**Exercise description**:
Write out word for word the lines from the one containing "of the blue" through the end of the items, inclusive, and nothing else.

**Task data**:
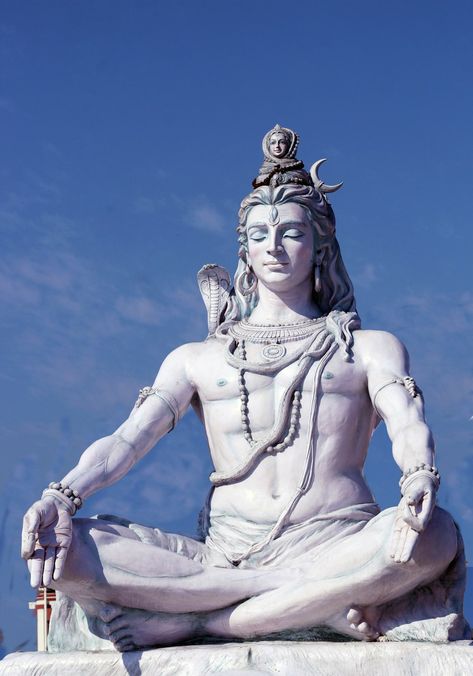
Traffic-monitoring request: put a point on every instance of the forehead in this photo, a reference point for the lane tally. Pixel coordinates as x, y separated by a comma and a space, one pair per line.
278, 135
288, 213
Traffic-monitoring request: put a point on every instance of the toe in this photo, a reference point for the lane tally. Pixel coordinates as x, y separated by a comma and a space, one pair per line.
109, 612
119, 622
125, 644
354, 616
119, 635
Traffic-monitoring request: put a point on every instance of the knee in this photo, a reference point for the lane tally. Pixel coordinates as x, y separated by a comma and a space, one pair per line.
438, 544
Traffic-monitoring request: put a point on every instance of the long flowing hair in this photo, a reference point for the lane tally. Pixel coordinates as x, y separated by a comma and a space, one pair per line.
336, 291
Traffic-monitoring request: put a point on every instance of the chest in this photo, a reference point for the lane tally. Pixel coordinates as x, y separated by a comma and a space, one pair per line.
218, 381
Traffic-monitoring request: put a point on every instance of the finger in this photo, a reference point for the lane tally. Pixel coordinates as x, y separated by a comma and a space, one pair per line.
50, 555
36, 570
31, 523
61, 554
427, 508
409, 544
409, 517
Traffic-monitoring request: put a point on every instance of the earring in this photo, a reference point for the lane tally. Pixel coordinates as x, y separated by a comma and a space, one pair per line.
245, 286
318, 283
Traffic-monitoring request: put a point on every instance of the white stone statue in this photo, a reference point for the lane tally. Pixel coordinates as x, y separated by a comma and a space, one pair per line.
289, 390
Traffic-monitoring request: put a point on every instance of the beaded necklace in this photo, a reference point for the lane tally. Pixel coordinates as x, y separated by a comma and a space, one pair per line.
245, 420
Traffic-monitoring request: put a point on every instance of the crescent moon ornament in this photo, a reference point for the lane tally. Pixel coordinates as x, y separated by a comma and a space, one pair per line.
318, 184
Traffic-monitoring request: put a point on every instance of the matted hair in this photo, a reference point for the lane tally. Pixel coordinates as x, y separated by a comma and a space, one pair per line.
336, 288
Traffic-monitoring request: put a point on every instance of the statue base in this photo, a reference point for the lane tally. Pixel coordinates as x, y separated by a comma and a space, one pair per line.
264, 657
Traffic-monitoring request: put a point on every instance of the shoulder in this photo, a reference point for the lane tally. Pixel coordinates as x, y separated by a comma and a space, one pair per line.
188, 358
380, 349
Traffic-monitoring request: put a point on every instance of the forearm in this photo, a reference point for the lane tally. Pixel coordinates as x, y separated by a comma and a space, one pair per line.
108, 459
413, 445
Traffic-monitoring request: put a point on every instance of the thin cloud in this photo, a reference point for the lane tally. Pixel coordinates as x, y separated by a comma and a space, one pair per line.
205, 216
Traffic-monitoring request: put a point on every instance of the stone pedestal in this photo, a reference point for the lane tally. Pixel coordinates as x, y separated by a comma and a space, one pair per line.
277, 657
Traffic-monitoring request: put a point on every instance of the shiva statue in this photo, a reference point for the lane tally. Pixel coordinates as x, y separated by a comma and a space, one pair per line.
289, 389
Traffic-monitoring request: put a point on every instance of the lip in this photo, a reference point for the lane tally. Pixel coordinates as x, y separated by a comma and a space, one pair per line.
274, 264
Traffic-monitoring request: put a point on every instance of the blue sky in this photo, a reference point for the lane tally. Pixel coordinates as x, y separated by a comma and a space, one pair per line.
131, 131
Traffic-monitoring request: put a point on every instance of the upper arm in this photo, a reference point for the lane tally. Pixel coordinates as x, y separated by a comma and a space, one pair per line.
157, 415
387, 363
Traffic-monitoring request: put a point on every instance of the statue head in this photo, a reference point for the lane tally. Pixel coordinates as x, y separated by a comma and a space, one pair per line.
335, 290
280, 143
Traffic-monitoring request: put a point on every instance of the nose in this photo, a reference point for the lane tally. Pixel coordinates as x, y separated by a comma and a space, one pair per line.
273, 247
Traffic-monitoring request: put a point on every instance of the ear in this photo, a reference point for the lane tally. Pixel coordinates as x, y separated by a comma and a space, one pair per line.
319, 257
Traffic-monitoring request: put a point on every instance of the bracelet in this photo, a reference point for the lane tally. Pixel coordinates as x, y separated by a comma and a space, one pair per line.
419, 470
67, 495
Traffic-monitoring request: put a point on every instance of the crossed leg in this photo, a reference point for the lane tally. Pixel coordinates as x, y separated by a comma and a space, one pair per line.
164, 598
347, 587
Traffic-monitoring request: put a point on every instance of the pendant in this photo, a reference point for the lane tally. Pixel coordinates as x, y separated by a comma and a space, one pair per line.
273, 352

**Expected output**:
Traffic-monitoring request: put a point on every instance of the blue sky in this photo, a reference point for the lane tally. Pixel coordinates as x, y separated by a comma and a space, one pair per line.
131, 131
Traffic-monitoring request: put a point on every instance of the upper arm in this photo, a reference point for the lane tally. Pixel coordinates as x, y separated by a comma and a space, one pair per line.
157, 415
387, 363
Traffic-monitoring request: put a point on every instance of the statue head in this photo, a reference point for the lane tally. Pixel coordinates as x, y separated by a comma and a space, one pair per line.
335, 290
280, 143
Traffic-monitoring request: put a point on every instance of the nose in this photo, a reference point for the lane tally. Pixel coordinates as x, y separated by a comma and a space, one pair per line.
273, 247
Traffic-monitoring request: put a point on every instance of the ear in this photo, a reference point for the lane tally. Pixel coordinates as x, y separated by a comma and a space, one pair per line.
319, 257
Traffic-monitoring request: put a point on every instance of the bracelet in this photo, a reference point for the lane tally. Pixel coordinates as x, y separated by a comma and a space, one pair per line.
419, 470
67, 495
Traffic-monitoring request: put a point on every instance of the crossed leg in this photo, a reference point for the lane tally. Pixel coordinates as x, y separated by a comma and a space, one pair per line.
164, 598
347, 587
Traffic-monitoring request: put a point on every instance of the pendant in this photo, a reference point for the lane tally. Pixel coordinates as x, y separated by a comma and a space, one pair per line.
273, 352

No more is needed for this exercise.